Selected excerpt:
_____

Carving Through Volatility
Midweek Market Update
The market is facing another overnight selloff as Iran tensions rise, risk in private equity swells, and the backdrop grows increasingly chaotic with a new Fed chair on the horizon. The key question now is: how do we trade this environment? How do we profit — or at least preserve capital — when the slopes are this unpredictable?
In times like these, I focus on setups that stack the odds in my favor. Maybe it’s a signal like the weekly RSI — when a stock tanks, odds tilt toward a snapback rally. Maybe it’s spotting accumulation in prints and dark pools, or identifying an underpriced catalyst on the verge of ignition. Whatever the approach, the goal is the same: pinpoint which strategies fit your mindset, then go out and execute.
Volatile markets are like skiing on a steep, wind-whipped mountain — thrilling for those who can stay balanced, but punishing for those who lose control. I thrive on that chaos, but one over-aggressive move can send you tumbling fast. Once you’ve found your edge — the setups that consistently work for you — that discipline becomes your anchor. Those same setups should hold up in most conditions, even when the market’s terrain turns wild.
Now, let’s dive in
Index’s
If SPY breaks below 670, we could see a retest of the November lows. Over the past two sessions, there have been large clusters appearing in the inverse SPY ETF — a potential signal worth watching for clues of a bottom once those prints return. I highly recommend leveraging VolumeLeaders to spot these developments. It’s not about predicting the market’s next move, but about increasing your awareness of the moving pieces and possible scenarios. That way, you’re not panicking over red futures overnight — you’re simply following a plan grounded in price action
Should 650’s break, watch for 630’s as next potential target. Keep in mind, closing price is what I often focus on. I see so many get stopped out of trades because support is undercut but then quickly reclaimed, patience is key. Should we rally, need to see a clean break over 680 to target 682, 685. My lean is we bottom sometime between now and FOMC, setting up potential for new highs, but Mid Term years I often keep expectations low.

_____

Record set:
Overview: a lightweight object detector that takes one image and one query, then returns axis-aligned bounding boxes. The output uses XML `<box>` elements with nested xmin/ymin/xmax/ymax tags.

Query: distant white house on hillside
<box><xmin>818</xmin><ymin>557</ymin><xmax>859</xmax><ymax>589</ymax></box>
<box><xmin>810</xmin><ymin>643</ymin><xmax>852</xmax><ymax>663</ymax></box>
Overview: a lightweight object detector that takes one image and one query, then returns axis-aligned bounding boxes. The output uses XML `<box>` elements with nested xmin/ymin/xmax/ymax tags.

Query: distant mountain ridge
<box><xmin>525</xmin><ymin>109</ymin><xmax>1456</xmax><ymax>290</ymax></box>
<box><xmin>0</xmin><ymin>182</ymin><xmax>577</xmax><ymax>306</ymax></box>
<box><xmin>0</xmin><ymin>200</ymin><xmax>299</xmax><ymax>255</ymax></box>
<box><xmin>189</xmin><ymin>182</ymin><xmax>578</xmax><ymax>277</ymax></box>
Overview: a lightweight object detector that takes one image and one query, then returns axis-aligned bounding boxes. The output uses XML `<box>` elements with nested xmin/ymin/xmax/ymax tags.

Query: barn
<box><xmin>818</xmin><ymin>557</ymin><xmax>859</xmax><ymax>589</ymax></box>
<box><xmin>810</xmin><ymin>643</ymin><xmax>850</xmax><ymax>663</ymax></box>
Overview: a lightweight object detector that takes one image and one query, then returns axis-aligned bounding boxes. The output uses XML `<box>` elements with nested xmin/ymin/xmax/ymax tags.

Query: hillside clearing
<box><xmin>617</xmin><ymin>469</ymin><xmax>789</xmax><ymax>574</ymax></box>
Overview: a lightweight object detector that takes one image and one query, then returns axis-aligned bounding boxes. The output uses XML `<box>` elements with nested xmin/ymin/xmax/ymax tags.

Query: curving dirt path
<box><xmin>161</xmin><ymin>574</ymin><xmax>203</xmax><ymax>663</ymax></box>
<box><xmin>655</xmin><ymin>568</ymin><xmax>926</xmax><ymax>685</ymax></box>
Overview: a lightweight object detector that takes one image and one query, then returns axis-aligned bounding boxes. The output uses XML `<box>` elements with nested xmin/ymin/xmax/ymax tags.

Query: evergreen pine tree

_____

To-do list:
[1] According to the market update, what level must SPY cleanly break above before the upside targets of 682 and 685 come into play?
[2] Continue the midweek market update from its last sentence.

Answers:
[1] 680

[2]
Trade Idea’s
Long Bonds / TLT — I know what you’re thinking: inflation this, inflation that — I get it. And yes, elevated oil prices like we’ve seen lately aren’t ideal for something like TLT. But I try to keep things simple. The new Fed Chair’s short-term mission is clear: lower rates. At the same time, fear across markets is rising, driven by geopolitics and the risk of a potential credit crisis. Layoffs are accelerating — fast. So the question becomes: what represents the true flight to safety, and what stands to benefit from a Fed Chair determined to cut?
To me, this looks like a mispriced catalyst that also doubles as a hedge if a flight to safety theme takes hold later this year. Recently, several large prints hit VCLT (Corporate Bonds), which tends to track almost perfectly with TLT — and notably, those prints came after the selloff. I like the risk–reward setup here
Final Thoughts
I’ll have live alerts on the market and trade ideas for paid subscribers, but if you ever have questions about a setup or the market, I’m always happy to share my two cents. My hope is that you find the setups that fit your style this year — the ones that keep you steady when the slope gets unpredictable. And if you’ve already found your edge, it’s time to lean into it and execute with confidence.
Cheers!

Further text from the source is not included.